**What you need to do:**
Below are records to repeat exactly. Omit the pictures from the copy.

**Exercise data:**
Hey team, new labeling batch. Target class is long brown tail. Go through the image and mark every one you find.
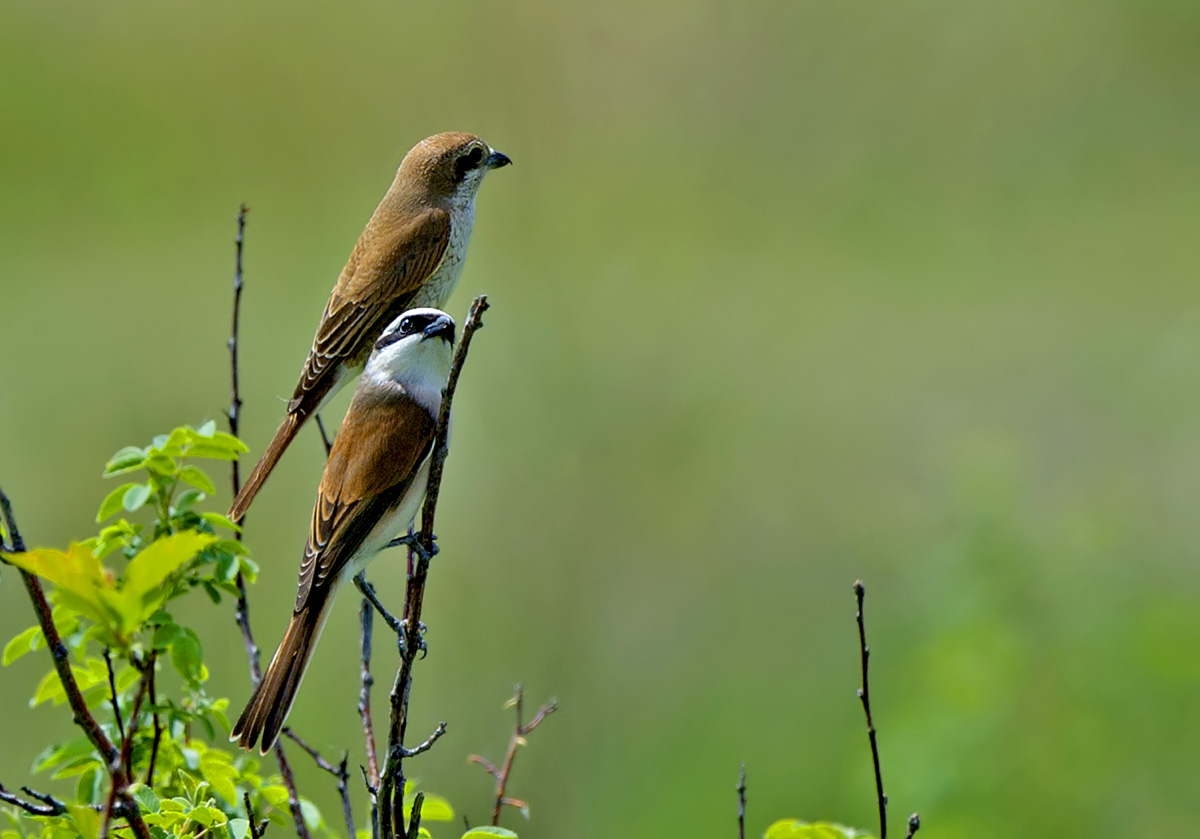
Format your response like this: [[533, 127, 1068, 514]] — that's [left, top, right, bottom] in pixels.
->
[[229, 410, 308, 522], [229, 606, 326, 755]]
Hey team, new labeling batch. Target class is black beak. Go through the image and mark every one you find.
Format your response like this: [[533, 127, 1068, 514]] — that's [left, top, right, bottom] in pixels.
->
[[484, 149, 512, 169], [421, 314, 454, 343]]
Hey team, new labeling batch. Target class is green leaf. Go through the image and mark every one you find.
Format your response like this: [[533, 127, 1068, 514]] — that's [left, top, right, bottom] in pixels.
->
[[404, 792, 455, 821], [104, 445, 146, 478], [96, 484, 137, 525], [30, 737, 92, 774], [179, 466, 217, 496], [2, 627, 42, 667], [201, 511, 241, 533], [170, 627, 203, 684], [121, 484, 151, 513], [145, 450, 179, 478], [76, 761, 107, 804], [200, 749, 238, 804], [186, 431, 248, 460], [300, 798, 324, 831], [763, 819, 870, 839], [130, 784, 158, 813], [121, 531, 216, 600], [175, 490, 205, 513]]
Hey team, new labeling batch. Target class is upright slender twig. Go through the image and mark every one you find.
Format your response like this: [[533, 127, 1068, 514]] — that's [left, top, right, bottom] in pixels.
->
[[146, 649, 162, 787], [359, 598, 379, 839], [737, 761, 746, 839], [283, 727, 356, 837], [312, 412, 334, 457], [104, 647, 125, 741], [226, 204, 308, 839], [241, 791, 271, 839], [467, 684, 558, 827], [854, 580, 888, 839], [378, 294, 487, 839], [0, 490, 150, 839]]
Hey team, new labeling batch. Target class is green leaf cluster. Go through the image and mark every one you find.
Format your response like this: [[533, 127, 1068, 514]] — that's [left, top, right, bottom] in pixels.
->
[[763, 819, 872, 839], [0, 423, 516, 839]]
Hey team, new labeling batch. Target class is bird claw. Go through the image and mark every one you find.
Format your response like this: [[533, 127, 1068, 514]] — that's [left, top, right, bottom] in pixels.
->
[[384, 533, 438, 562]]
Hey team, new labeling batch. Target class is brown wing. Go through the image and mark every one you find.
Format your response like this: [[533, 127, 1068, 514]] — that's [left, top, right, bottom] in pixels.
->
[[295, 391, 436, 612], [288, 209, 450, 416]]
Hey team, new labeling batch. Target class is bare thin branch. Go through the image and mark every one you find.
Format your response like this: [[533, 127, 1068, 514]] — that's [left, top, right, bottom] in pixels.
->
[[0, 784, 67, 816], [146, 649, 163, 787], [313, 412, 334, 457], [736, 761, 746, 839], [283, 727, 355, 837], [396, 720, 446, 757], [379, 294, 487, 839], [104, 647, 125, 741], [854, 580, 888, 839], [241, 792, 271, 839], [467, 684, 558, 827], [226, 204, 308, 839]]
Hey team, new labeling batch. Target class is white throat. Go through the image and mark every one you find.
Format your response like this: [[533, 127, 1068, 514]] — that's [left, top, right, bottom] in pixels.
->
[[362, 335, 451, 416]]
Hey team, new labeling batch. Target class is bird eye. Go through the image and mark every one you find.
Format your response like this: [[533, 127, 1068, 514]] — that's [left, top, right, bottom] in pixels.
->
[[455, 145, 484, 178]]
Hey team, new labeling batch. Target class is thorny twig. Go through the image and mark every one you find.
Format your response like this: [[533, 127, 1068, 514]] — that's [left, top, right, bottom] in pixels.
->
[[359, 598, 379, 839], [313, 412, 334, 457], [0, 490, 150, 839], [104, 647, 125, 739], [378, 294, 487, 839], [467, 684, 558, 827], [737, 761, 746, 839], [854, 580, 920, 839], [241, 792, 271, 839], [283, 727, 356, 837], [226, 204, 308, 839]]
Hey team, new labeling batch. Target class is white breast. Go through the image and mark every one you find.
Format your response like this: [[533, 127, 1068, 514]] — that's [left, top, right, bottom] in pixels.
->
[[413, 196, 475, 308]]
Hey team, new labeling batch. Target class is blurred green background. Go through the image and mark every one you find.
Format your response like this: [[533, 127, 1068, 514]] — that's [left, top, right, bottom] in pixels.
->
[[0, 0, 1200, 839]]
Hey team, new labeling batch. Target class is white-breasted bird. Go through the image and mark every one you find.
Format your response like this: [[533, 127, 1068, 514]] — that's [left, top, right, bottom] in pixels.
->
[[229, 132, 511, 521], [230, 308, 455, 754]]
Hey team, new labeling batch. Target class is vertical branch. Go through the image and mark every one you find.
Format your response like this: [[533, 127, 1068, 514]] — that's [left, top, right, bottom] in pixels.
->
[[359, 598, 379, 839], [854, 580, 888, 839], [0, 490, 150, 839], [227, 204, 250, 499], [226, 204, 262, 684], [378, 294, 487, 839], [467, 684, 558, 827], [226, 204, 308, 839]]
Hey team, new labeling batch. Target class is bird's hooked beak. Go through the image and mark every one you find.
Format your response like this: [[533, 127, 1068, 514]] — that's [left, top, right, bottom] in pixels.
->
[[421, 314, 456, 343], [484, 149, 512, 169]]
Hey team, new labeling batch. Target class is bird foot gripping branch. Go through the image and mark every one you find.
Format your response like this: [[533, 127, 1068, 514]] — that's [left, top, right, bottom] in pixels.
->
[[384, 533, 440, 563]]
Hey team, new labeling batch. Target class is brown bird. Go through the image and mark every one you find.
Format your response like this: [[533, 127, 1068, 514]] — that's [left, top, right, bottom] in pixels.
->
[[229, 308, 454, 754], [229, 132, 511, 521]]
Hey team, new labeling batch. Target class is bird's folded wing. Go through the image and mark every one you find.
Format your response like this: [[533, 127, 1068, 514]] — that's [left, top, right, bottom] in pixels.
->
[[288, 209, 450, 412], [295, 391, 436, 611]]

**Full response:**
Hey team, new labeling batch. Target class is long brown tail. Go through the image and mark every one you find.
Format your response like this: [[533, 127, 1068, 514]] — that's [left, top, right, bottom] in pixels.
->
[[229, 410, 308, 522], [229, 606, 326, 755]]
Hey team, new labeling batch. Target class is black beak. Go through the image and mark every one you find.
Format your response like this: [[533, 127, 1068, 514]] — that's [left, top, right, bottom] in pixels.
->
[[484, 149, 512, 169], [421, 314, 454, 343]]
Hey team, new labeling batch. Target class is green leaf. Go through the image and mark every one you find.
Format your response like this: [[533, 127, 1068, 514]] — that's [left, top, right, bottom] in pixels.
->
[[404, 792, 455, 821], [104, 445, 146, 478], [96, 484, 137, 525], [30, 737, 92, 774], [179, 466, 217, 496], [2, 627, 42, 667], [201, 511, 241, 533], [170, 627, 203, 684], [121, 484, 151, 513], [145, 450, 179, 478], [76, 761, 107, 804], [200, 749, 238, 804], [186, 431, 248, 460], [300, 798, 324, 831], [763, 819, 870, 839], [130, 784, 158, 813], [121, 531, 216, 600], [175, 490, 205, 513]]
Hey team, new labeling batch. Target class is upright slender twig. Go through the image and mark every one you find.
Format your response like this: [[533, 127, 1068, 514]] — that's [left, top, right, bottom] in pixels.
->
[[146, 649, 162, 787], [359, 598, 379, 839], [737, 761, 746, 839], [283, 727, 356, 837], [312, 412, 334, 457], [104, 647, 125, 741], [226, 204, 308, 839], [241, 791, 271, 839], [467, 684, 558, 827], [854, 580, 888, 839], [378, 294, 487, 839], [0, 490, 150, 839]]
Hey team, new labeling batch. Target class is green leaf cluster. Go through the image and mark every one you find.
Format your response like this: [[533, 127, 1068, 514]] — that's [left, top, right, bottom] in pixels.
->
[[763, 819, 872, 839], [0, 423, 516, 839]]
Hey team, new labeling batch. Target class is bird claw. Go through the image and mark every one you find.
Format your response like this: [[533, 127, 1068, 514]] — that's [left, top, right, bottom] in pixels.
->
[[384, 533, 438, 562]]
Hey team, new labeling batch. Target class is brown wing. Go through the image and mark every one you find.
Format your response like this: [[533, 127, 1068, 514]] — that's [left, top, right, bottom] in pixels.
->
[[295, 391, 436, 612], [288, 209, 450, 416]]
Hey team, new labeling batch. Target class is bare thin branch. Go through the image and mark every one you find.
Format your response like this: [[533, 127, 1068, 514]] — that's [left, top, right, bottom] in pixels.
->
[[0, 784, 67, 816], [146, 649, 163, 787], [313, 412, 334, 457], [736, 761, 746, 839], [283, 727, 355, 837], [396, 720, 446, 757], [379, 294, 487, 839], [104, 647, 125, 741], [854, 580, 888, 839], [241, 792, 271, 839], [467, 684, 558, 827], [226, 204, 308, 839]]
Hey team, new labeling batch. Target class is white throat. Go through the image and mark every one you find.
Format your response like this: [[533, 127, 1068, 514]] — that's [left, top, right, bottom] in pixels.
->
[[362, 335, 451, 416]]
Hey team, new labeling batch. Target class is bird eye. Go through the image and mark every one you find.
Format your response like this: [[533, 127, 1068, 514]] — that's [left, top, right, bottom] in pixels.
->
[[455, 145, 484, 178]]
Hey team, new labeling batch. Target class is thorny twig. Go through the image and mark every one you find.
Format your response like this: [[533, 127, 1068, 514]] — that's [left, top, right, bottom] in pixels.
->
[[359, 598, 379, 839], [313, 412, 334, 457], [0, 490, 150, 839], [104, 647, 125, 739], [378, 294, 487, 839], [467, 684, 558, 827], [737, 761, 746, 839], [854, 580, 920, 839], [241, 792, 271, 839], [283, 727, 356, 837], [226, 204, 308, 839]]
Hey team, new labeling batch. Target class is white breast. Go through the image and mark every one you find.
Format your response like this: [[533, 127, 1068, 514]] — that's [left, top, right, bottom] in pixels.
->
[[413, 196, 475, 308]]
Hey team, new labeling batch. Target class is blurred green background. Go through the image and mark every one you find.
Format your response like this: [[533, 127, 1068, 514]] — that's [left, top, right, bottom] in pixels.
->
[[0, 0, 1200, 839]]
Hey team, new labeling batch. Target class is white-breasted bird. Go through the image and mark every one you find.
Format your response like this: [[533, 127, 1068, 514]] — that's [left, top, right, bottom] in pixels.
->
[[229, 132, 511, 521], [230, 308, 455, 754]]
Hey team, new labeling batch. Target class is vertical branch. Go through the image and mark every one you find.
Format your response like this: [[533, 127, 1068, 514]] — that's [left, top, right, bottom] in pixels.
->
[[359, 598, 379, 839], [854, 580, 888, 839], [0, 490, 150, 839], [227, 204, 250, 499], [226, 204, 262, 684], [378, 294, 487, 839], [467, 684, 558, 827], [226, 204, 308, 839]]
Hey team, new labeling batch. Target class is bird's hooked beak. Go through the image and mark every one you find.
Format your response like this: [[533, 127, 1068, 514]] — that's [left, top, right, bottom] in pixels.
->
[[421, 314, 456, 343], [484, 149, 512, 169]]
Hey team, new labeling batch. Target class is bird foot gripping branch. Go through the image and mark every one you find.
Format your response like this: [[533, 127, 1068, 514]] — that's [left, top, right, bottom] in pixels.
->
[[384, 533, 440, 563]]
Hey team, new labeling batch. Target class is brown bird. Go through the image and mark every one you find.
Format your response like this: [[533, 127, 1068, 514]] — that's [left, top, right, bottom] in pixels.
->
[[229, 308, 454, 754], [229, 132, 511, 521]]
Hey team, new labeling batch. Target class is bird's folded wing. Go through the image and mark every one you find.
Format your response like this: [[533, 127, 1068, 514]] — that's [left, top, right, bottom] in pixels.
->
[[288, 209, 450, 412], [295, 391, 436, 611]]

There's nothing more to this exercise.